__Provided passage__:
☆ ☆ ☆ ☆

Amazing Benefits of Ghee
Posted on 13 February 2017
(Image via Pinterest.com)
We’ve all heard of the health benefits of using coconut oil, but there is a new fat in town that’s been highly prized for cooking and it’s called Ghee. I’ve never favored using coconut oil, because it always strips away the natural taste of my ingredients, which I’m not too fond of. Ghee, however, has a nutty flavor that looks like butter, smells like butter and made with butter. So, how healthy can it be?
Ghee is made from a natural source (butter) and because of the way it’s prepared, the lactose and milk protein content is minimal making it better tolerated by those with dairy sensitivities.
- Has higher smoke point than normal butter, olive oil and coconut oil making it a great choice for sautéing or stir-frying
- Ghee is rich in butyrate, a short chain fatty acid that can decrease inflammation and help improve the digestive system
- It’s rich in fat soluble vitamins A,D,E and K. One tablespoon can provide 15% of your daily requirements of vitamin A
- Ghee has been used to decrease inflammation when rubbed externally onto the skin and can treat burns and swelling
- It tastes great over popcorn, rice, veggies and bread (in moderation, of course)

☆ ☆ ☆ ☆

__Data to examine__:
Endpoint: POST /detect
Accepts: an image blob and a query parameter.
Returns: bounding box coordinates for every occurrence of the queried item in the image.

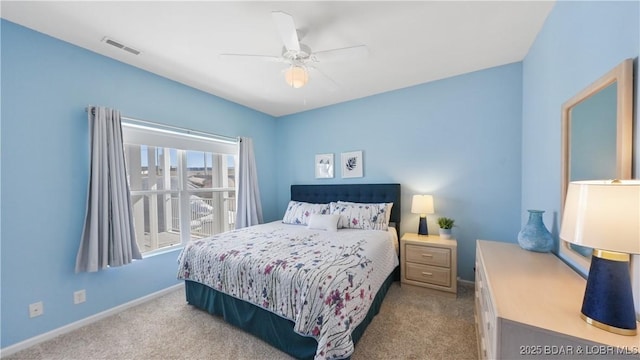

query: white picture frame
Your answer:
[340,151,364,178]
[315,153,335,179]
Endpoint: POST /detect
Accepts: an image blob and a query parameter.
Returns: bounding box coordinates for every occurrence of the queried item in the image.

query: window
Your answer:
[122,121,238,254]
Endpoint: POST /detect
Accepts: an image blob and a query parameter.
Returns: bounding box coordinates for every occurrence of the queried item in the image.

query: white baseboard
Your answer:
[0,283,184,358]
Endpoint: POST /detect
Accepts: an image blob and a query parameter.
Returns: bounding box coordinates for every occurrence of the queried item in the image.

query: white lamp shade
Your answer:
[560,180,640,254]
[411,195,434,214]
[284,66,309,89]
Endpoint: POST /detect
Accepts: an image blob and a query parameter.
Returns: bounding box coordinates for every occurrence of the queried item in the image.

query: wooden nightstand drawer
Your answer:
[406,244,451,267]
[406,262,451,287]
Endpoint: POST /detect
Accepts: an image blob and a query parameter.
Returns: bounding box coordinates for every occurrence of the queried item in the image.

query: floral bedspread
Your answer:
[178,222,398,359]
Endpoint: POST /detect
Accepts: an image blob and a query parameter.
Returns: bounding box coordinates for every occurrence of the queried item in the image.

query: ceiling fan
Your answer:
[220,11,369,88]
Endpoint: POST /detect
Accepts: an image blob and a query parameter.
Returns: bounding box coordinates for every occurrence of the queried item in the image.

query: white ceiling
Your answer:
[0,0,554,116]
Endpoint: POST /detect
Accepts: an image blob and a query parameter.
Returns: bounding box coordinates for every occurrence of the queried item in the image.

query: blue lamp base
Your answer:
[418,216,429,235]
[581,249,637,336]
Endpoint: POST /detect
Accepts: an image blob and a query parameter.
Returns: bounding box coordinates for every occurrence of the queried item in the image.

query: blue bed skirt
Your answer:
[185,271,396,359]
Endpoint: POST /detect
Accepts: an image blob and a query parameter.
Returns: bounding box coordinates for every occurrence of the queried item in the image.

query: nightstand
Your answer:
[400,233,458,297]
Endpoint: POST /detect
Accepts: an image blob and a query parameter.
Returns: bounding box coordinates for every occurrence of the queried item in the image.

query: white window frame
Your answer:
[122,119,239,257]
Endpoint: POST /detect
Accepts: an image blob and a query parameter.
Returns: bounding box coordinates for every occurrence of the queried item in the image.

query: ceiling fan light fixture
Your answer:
[284,65,309,89]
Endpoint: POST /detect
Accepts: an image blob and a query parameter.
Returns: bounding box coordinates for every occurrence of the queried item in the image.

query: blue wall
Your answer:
[278,63,522,280]
[0,1,640,348]
[0,20,280,348]
[522,1,640,258]
[522,1,640,318]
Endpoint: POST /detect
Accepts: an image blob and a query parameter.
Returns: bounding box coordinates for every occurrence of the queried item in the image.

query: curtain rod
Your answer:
[84,107,240,143]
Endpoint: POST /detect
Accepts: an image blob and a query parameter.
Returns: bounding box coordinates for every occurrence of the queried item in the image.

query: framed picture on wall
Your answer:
[315,154,334,179]
[341,151,364,178]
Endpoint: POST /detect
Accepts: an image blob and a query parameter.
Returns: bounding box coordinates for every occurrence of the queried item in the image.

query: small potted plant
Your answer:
[438,217,456,239]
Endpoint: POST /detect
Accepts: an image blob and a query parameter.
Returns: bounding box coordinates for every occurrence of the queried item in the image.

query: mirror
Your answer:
[559,59,633,274]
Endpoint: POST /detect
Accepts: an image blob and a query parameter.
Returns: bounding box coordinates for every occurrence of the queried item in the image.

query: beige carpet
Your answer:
[3,283,477,360]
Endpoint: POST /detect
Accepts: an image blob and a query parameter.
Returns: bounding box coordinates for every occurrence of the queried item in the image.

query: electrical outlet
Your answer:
[29,301,44,318]
[73,289,87,305]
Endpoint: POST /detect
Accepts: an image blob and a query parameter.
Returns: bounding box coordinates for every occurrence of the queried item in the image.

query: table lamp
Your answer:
[560,180,640,335]
[411,195,433,235]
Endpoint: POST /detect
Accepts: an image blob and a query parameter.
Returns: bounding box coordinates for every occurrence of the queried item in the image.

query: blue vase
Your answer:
[518,210,553,252]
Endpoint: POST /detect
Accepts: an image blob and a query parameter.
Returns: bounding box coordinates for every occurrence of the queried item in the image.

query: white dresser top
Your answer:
[478,240,640,348]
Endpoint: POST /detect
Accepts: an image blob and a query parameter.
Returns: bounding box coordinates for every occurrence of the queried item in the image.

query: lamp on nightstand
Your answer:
[560,180,640,335]
[411,195,433,235]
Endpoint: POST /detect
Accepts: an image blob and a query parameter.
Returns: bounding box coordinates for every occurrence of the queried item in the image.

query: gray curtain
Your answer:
[236,137,262,229]
[76,107,142,272]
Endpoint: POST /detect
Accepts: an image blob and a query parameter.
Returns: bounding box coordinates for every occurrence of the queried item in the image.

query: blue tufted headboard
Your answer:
[291,184,401,239]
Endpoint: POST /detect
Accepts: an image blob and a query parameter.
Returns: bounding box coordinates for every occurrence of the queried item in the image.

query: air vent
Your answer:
[102,36,140,55]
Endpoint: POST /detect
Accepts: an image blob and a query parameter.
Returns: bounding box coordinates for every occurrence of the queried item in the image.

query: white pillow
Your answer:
[282,201,329,225]
[307,214,340,232]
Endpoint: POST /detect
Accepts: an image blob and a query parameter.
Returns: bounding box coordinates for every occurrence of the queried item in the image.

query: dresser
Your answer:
[475,240,640,359]
[400,233,458,297]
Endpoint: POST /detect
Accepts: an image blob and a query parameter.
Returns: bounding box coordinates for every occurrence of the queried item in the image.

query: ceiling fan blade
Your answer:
[219,54,283,62]
[312,45,369,62]
[271,11,300,52]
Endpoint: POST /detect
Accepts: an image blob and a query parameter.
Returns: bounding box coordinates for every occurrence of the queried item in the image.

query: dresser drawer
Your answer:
[406,262,451,287]
[405,244,451,267]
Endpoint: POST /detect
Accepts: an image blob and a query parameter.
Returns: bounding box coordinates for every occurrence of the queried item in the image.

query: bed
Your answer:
[178,184,401,359]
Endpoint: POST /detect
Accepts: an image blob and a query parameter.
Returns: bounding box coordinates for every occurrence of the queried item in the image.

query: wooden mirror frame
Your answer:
[558,59,633,275]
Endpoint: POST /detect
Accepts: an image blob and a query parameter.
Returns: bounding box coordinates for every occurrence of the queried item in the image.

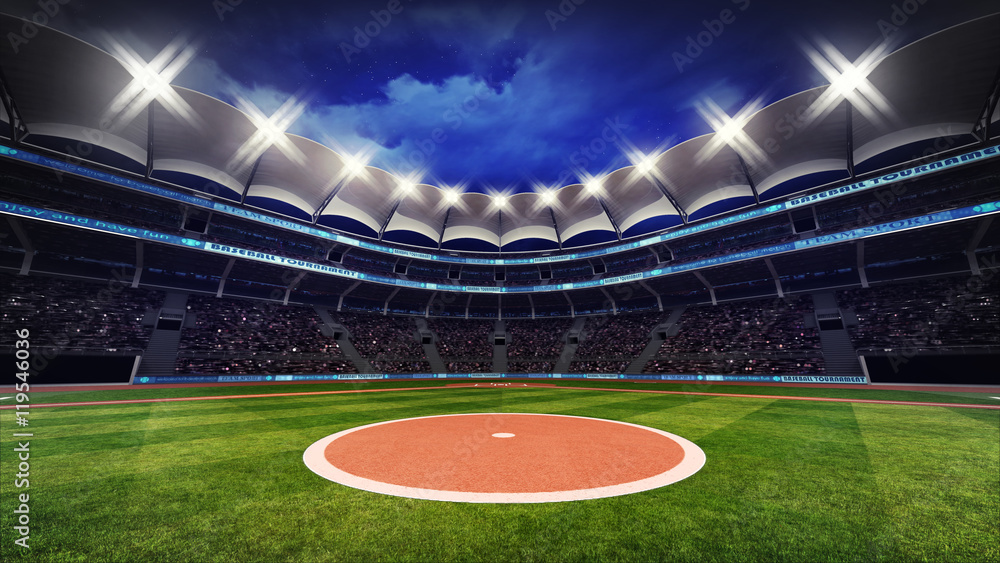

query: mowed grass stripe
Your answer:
[854,404,1000,561]
[504,390,692,418]
[694,401,884,561]
[15,394,500,438]
[7,421,364,485]
[17,401,508,457]
[621,395,775,445]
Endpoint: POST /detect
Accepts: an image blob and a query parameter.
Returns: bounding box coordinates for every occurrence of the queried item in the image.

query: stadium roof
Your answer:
[0,14,1000,252]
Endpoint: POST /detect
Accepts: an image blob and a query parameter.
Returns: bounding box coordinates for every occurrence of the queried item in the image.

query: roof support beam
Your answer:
[282,271,306,305]
[691,270,719,305]
[649,176,687,225]
[497,209,503,252]
[594,195,622,240]
[146,100,156,180]
[215,258,236,297]
[312,178,347,225]
[382,287,403,315]
[857,239,868,287]
[639,280,663,313]
[965,217,993,276]
[848,100,854,178]
[972,64,1000,144]
[0,64,28,147]
[549,207,562,250]
[7,216,35,276]
[240,154,264,205]
[764,256,785,297]
[733,151,760,203]
[438,207,452,250]
[378,198,403,240]
[132,239,144,288]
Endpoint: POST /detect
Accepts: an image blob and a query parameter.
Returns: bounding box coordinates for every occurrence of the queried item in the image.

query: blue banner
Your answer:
[134,373,868,385]
[0,141,1000,264]
[0,201,1000,293]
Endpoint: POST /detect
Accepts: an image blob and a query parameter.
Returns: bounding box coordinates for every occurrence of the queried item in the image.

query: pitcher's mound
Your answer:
[303,413,705,503]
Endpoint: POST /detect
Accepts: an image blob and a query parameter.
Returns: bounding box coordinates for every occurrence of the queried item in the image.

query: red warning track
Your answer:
[303,413,705,503]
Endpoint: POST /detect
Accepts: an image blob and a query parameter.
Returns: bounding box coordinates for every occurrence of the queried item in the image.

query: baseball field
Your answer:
[0,381,1000,562]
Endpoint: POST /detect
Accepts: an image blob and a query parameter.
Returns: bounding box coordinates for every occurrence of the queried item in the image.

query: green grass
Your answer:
[0,382,1000,562]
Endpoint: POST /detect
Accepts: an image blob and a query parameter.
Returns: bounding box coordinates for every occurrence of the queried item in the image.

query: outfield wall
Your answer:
[861,351,1000,385]
[134,373,868,385]
[0,349,141,386]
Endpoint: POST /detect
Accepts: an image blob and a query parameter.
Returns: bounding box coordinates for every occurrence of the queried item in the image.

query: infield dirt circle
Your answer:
[303,413,705,503]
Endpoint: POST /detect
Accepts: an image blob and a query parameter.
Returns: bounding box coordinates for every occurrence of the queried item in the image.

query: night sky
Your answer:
[2,0,1000,192]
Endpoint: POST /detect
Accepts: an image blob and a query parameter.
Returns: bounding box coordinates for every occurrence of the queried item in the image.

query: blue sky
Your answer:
[4,0,998,191]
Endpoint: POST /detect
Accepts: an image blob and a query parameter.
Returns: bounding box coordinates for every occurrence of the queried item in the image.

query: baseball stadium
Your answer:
[0,0,1000,562]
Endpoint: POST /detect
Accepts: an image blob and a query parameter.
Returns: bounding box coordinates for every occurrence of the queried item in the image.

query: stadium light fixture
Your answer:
[444,188,462,205]
[583,178,604,195]
[344,154,368,178]
[627,151,655,175]
[399,178,417,195]
[801,39,899,129]
[100,33,204,133]
[227,95,306,170]
[695,97,768,165]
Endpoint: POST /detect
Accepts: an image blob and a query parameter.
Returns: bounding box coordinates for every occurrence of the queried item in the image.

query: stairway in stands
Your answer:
[416,318,448,373]
[135,293,188,377]
[819,328,864,375]
[812,291,864,375]
[552,317,587,373]
[625,305,687,375]
[314,307,375,373]
[493,320,507,373]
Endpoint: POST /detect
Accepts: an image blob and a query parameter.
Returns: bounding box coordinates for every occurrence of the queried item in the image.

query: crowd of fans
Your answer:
[643,296,824,375]
[447,362,493,373]
[180,295,342,352]
[337,312,427,361]
[658,296,820,358]
[0,274,164,350]
[569,360,632,373]
[507,361,556,373]
[576,312,664,365]
[506,319,573,360]
[837,276,1000,348]
[427,319,493,360]
[642,353,825,375]
[177,355,357,375]
[371,360,431,373]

☆ ☆ ☆ ☆

__Required actions__:
(a) Retype the part of the article on ghee starting with "Ghee is made" and going on through "moderation, of course)".
(b) Answer these questions from the article on ghee:
(i) What does the writer dislike about cooking with coconut oil?
(ii) Which short chain fatty acid is ghee said to be rich in?
(iii) What share of daily vitamin A requirements can one tablespoon of ghee provide?
(c) Proceed with the article on ghee, writing on from its final line.
The rows that come after the article on ghee are independent material with no connection to it.

__Answers for the exercise__:
(a)
Ghee is made from a natural source (butter) and because of the way it’s prepared, the lactose and milk protein content is minimal making it better tolerated by those with dairy sensitivities.
- Has higher smoke point than normal butter, olive oil and coconut oil making it a great choice for sautéing or stir-frying
- Ghee is rich in butyrate, a short chain fatty acid that can decrease inflammation and help improve the digestive system
- It’s rich in fat soluble vitamins A,D,E and K. One tablespoon can provide 15% of your daily requirements of vitamin A
- Ghee has been used to decrease inflammation when rubbed externally onto the skin and can treat burns and swelling
- It tastes great over popcorn, rice, veggies and bread (in moderation, of course)

(b)
(i) It always strips away the natural taste of the ingredients.
(ii) Butyrate.
(iii) 15%.

(c)
- Provides an insulin resistance to potentially treating cancer
Truth be told, you can make Ghee on your own! We’ve provided a simple recipe for you to follow. Enjoy!
Total Time: 12 Min
Prep: 1 Min
Cook: 11 Min
Ingredients: 1 pound butter
Place butter in medium saucepan over medium-high head. Bring butter to boil. This takes approximately 2-3 minutes. Once boiling, reduce heat to medium. The butter will form foam which will disappear. Ghee is done when a second foam forms on top of butter, and the butter turns golden. Approximately 7 to 8 minutes. Brown milk solids will be in bottom of pan. Gently pour into heatproof container through fine mesh strainer or cheesecloth. Store in airtight container being sure to keep free from moisture. Once Ghee does not need refrigeration and will keep in airtight container for up to 1 month.